-- begin Records shown --
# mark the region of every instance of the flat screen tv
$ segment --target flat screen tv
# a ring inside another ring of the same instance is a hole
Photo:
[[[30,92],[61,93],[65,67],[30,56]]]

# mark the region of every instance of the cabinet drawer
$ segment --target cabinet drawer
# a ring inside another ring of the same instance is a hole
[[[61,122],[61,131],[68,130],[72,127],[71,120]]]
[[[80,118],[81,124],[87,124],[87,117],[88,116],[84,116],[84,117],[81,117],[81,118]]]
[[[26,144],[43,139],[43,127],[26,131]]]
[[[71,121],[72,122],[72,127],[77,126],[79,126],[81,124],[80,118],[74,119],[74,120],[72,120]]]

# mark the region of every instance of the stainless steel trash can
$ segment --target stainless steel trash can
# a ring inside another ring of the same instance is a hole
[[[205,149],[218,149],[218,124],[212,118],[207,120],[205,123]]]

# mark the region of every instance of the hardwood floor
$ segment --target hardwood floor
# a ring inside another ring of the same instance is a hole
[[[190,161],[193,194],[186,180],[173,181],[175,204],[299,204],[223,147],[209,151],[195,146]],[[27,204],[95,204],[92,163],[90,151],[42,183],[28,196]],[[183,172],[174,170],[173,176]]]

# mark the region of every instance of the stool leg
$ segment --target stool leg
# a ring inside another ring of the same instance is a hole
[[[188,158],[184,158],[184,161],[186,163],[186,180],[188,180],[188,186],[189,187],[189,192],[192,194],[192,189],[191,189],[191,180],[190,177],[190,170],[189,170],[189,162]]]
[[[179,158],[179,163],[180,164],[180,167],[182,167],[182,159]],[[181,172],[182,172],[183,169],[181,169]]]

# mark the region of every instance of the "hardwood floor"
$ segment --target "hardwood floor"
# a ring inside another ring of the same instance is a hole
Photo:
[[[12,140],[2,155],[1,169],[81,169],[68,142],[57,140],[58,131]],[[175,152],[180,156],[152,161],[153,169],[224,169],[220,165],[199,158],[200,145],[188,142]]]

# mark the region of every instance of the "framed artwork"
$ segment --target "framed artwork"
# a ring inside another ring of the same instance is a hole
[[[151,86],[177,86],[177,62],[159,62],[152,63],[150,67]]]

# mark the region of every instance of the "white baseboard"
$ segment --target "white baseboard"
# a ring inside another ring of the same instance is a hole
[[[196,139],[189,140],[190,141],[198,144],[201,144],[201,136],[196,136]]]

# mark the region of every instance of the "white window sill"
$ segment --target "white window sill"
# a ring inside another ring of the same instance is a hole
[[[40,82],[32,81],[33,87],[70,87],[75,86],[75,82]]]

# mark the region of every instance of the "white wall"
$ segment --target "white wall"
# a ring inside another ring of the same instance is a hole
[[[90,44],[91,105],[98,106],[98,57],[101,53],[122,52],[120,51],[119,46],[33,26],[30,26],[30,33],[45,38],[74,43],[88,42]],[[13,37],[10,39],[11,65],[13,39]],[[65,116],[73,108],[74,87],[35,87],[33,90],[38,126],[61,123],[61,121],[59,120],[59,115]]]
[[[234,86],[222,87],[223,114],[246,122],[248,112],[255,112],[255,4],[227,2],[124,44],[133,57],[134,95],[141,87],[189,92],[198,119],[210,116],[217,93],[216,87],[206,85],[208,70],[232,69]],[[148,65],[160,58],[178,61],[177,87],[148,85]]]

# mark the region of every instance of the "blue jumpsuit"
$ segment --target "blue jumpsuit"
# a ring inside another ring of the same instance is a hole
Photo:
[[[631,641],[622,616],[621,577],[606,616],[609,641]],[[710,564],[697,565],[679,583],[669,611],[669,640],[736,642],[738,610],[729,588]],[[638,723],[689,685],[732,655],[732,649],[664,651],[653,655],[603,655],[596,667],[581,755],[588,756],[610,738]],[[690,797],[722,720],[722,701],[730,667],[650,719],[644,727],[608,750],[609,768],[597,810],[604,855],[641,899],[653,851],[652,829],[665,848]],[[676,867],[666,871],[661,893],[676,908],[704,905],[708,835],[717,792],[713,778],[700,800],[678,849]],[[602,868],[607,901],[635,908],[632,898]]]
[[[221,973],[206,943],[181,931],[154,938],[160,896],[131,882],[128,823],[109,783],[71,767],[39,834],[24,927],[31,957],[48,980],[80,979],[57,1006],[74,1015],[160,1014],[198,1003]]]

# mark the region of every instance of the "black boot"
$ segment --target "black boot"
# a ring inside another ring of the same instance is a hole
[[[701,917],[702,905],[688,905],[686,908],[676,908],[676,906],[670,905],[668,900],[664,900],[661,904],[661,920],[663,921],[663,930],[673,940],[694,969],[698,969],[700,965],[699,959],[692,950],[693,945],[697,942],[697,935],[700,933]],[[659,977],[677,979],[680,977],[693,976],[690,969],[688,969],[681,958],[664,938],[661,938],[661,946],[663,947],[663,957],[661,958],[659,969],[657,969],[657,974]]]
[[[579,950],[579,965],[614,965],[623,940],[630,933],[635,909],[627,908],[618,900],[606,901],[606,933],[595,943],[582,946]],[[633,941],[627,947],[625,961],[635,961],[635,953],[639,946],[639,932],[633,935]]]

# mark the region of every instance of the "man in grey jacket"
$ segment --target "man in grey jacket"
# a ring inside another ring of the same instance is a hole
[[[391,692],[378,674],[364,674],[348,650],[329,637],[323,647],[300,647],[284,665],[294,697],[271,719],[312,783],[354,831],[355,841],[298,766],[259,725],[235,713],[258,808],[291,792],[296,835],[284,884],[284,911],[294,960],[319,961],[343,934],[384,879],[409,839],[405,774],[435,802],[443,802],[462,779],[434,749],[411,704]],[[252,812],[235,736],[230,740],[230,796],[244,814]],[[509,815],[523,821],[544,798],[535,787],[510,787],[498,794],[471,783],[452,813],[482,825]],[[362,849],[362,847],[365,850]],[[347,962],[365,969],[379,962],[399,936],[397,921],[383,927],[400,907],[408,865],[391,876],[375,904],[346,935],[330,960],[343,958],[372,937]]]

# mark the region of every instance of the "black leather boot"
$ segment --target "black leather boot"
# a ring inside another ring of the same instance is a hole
-- end Records shown --
» Stated exercise: Copy each record from above exactly, and include every line.

» Result for this exercise:
# mark the region of every instance of the flat screen tv
$ segment --target flat screen tv
# a ring inside another ring of the same instance is a hole
Photo:
[[[30,92],[61,93],[65,67],[30,56]]]

# mark the region of every instance of the cabinet drawer
$ segment --target cabinet drawer
# a ring inside another ring of the same instance is a hole
[[[61,122],[61,131],[68,130],[72,127],[71,120]]]
[[[80,118],[81,124],[87,124],[87,117],[88,116],[84,116],[84,117],[81,117],[81,118]]]
[[[26,144],[43,139],[43,127],[26,131]]]
[[[71,121],[72,122],[72,127],[77,126],[79,126],[81,124],[80,118],[74,119],[74,120],[72,120]]]

# mark the region of every instance of the stainless steel trash can
$ segment --target stainless steel trash can
# a ring inside another ring of the same instance is a hole
[[[205,149],[218,149],[218,124],[212,118],[207,120],[205,123]]]

# mark the region of every instance of the hardwood floor
$ segment --target hardwood floor
# a ring inside another ring of the same instance is a hole
[[[190,161],[193,194],[186,180],[173,181],[175,204],[299,204],[223,147],[209,151],[195,146]],[[27,204],[95,204],[92,163],[90,151],[42,183],[28,196]],[[183,172],[174,170],[173,176]]]

# mark the region of every instance of the stool leg
$ segment --target stool leg
# a ring inside another ring of the same instance is a hole
[[[188,158],[184,158],[184,161],[186,163],[186,180],[188,180],[188,186],[189,187],[189,192],[192,194],[192,189],[191,189],[191,180],[190,177],[190,170],[189,170],[189,162]]]
[[[179,158],[179,163],[180,164],[180,167],[182,167],[182,159]],[[181,172],[182,172],[183,169],[181,169]]]

# mark the region of every instance of the "hardwood floor"
$ segment --target "hardwood floor"
# a ring inside another ring of the same instance is a hole
Photo:
[[[12,140],[2,155],[1,169],[81,169],[68,142],[57,140],[58,131]],[[175,152],[180,156],[152,161],[153,169],[224,169],[220,165],[199,158],[200,145],[188,142]]]

# mark the region of every instance of the "framed artwork"
$ segment --target "framed artwork"
# a ring inside another ring of the same instance is a hole
[[[151,86],[177,86],[177,62],[159,62],[152,63],[150,67]]]

# mark the region of every instance of the "white baseboard"
$ segment --target "white baseboard"
# a ring inside another ring of the same instance is a hole
[[[196,139],[189,140],[190,141],[198,144],[201,144],[201,136],[196,136]]]

# mark the region of every instance of the "white window sill"
$ segment --target "white window sill"
# a ring inside another ring of the same instance is a hole
[[[40,82],[32,81],[33,87],[70,87],[75,86],[75,82]]]

# mark the region of every instance of the "white wall"
$ segment --target "white wall"
# a ring inside another ring of the same instance is a hole
[[[90,44],[91,105],[98,106],[98,57],[101,53],[122,52],[120,51],[119,46],[33,26],[30,26],[30,33],[45,38],[74,43],[88,42]],[[13,37],[10,39],[11,65],[13,39]],[[65,116],[73,108],[74,87],[35,87],[33,90],[38,126],[61,123],[61,121],[59,120],[59,115]]]
[[[234,86],[222,87],[223,114],[246,122],[248,112],[255,112],[255,4],[227,2],[124,44],[133,57],[134,95],[141,87],[189,92],[198,119],[210,116],[217,93],[216,87],[206,85],[208,70],[232,69]],[[148,65],[160,58],[178,61],[177,87],[148,85]]]

# mark the region of every instance of the "blue jumpsuit"
$ segment --target "blue jumpsuit"
# a ring inside another ring of the same instance is a hole
Photo:
[[[631,641],[622,616],[621,577],[606,616],[609,641]],[[710,564],[697,565],[679,583],[669,611],[669,640],[736,642],[738,610],[729,588]],[[638,723],[689,685],[732,655],[732,649],[664,651],[653,655],[603,655],[596,667],[581,755],[588,756],[610,738]],[[690,797],[722,720],[722,701],[730,667],[650,719],[644,727],[608,750],[609,768],[597,810],[604,855],[641,899],[653,851],[652,829],[665,848]],[[676,867],[666,871],[661,893],[676,908],[704,905],[708,835],[717,792],[713,778],[700,800],[678,849]],[[602,868],[607,901],[635,908],[632,898]]]
[[[221,973],[206,943],[181,931],[154,938],[160,896],[131,882],[128,823],[109,783],[71,767],[39,834],[24,927],[31,957],[48,980],[80,979],[57,1006],[74,1015],[160,1014],[198,1003]]]

# mark the region of every instance of the "black boot"
$ segment --target "black boot"
# a ring inside another ring of the same instance is a hole
[[[701,917],[702,905],[688,905],[686,908],[676,908],[676,906],[670,905],[668,900],[664,900],[661,904],[661,920],[663,921],[663,930],[673,940],[694,969],[698,969],[700,965],[699,959],[692,950],[693,945],[697,942],[697,935],[700,933]],[[659,977],[677,979],[680,977],[693,976],[690,969],[688,969],[681,958],[664,938],[661,938],[661,946],[663,947],[663,957],[661,958],[659,969],[657,969],[657,974]]]
[[[579,950],[579,965],[614,965],[623,940],[630,933],[635,909],[627,908],[618,900],[606,901],[606,933],[595,943],[582,946]],[[633,941],[627,947],[625,961],[635,961],[635,953],[639,946],[639,932],[633,935]]]

# mark the region of every instance of the "man in grey jacket"
$ segment --target "man in grey jacket"
# a ring inside another ring of the same instance is a hole
[[[391,692],[378,674],[364,674],[348,650],[329,637],[323,647],[300,647],[284,665],[294,697],[271,719],[312,783],[354,831],[355,841],[298,766],[259,725],[235,713],[258,808],[291,792],[296,835],[284,884],[284,911],[294,960],[319,961],[343,934],[384,879],[409,839],[405,774],[435,802],[443,802],[462,779],[434,749],[411,704]],[[252,812],[235,736],[230,740],[230,796],[244,814]],[[509,815],[523,821],[544,798],[535,787],[510,787],[498,794],[471,783],[452,813],[482,825]],[[362,849],[362,847],[365,850]],[[347,962],[365,969],[379,962],[399,936],[397,921],[383,927],[400,907],[408,865],[391,876],[375,904],[346,935],[330,960],[343,958],[372,937]]]

# mark the region of every instance of the "black leather boot"
$ segment --target "black leather boot"
# a ring inside another ring of the same instance is a hole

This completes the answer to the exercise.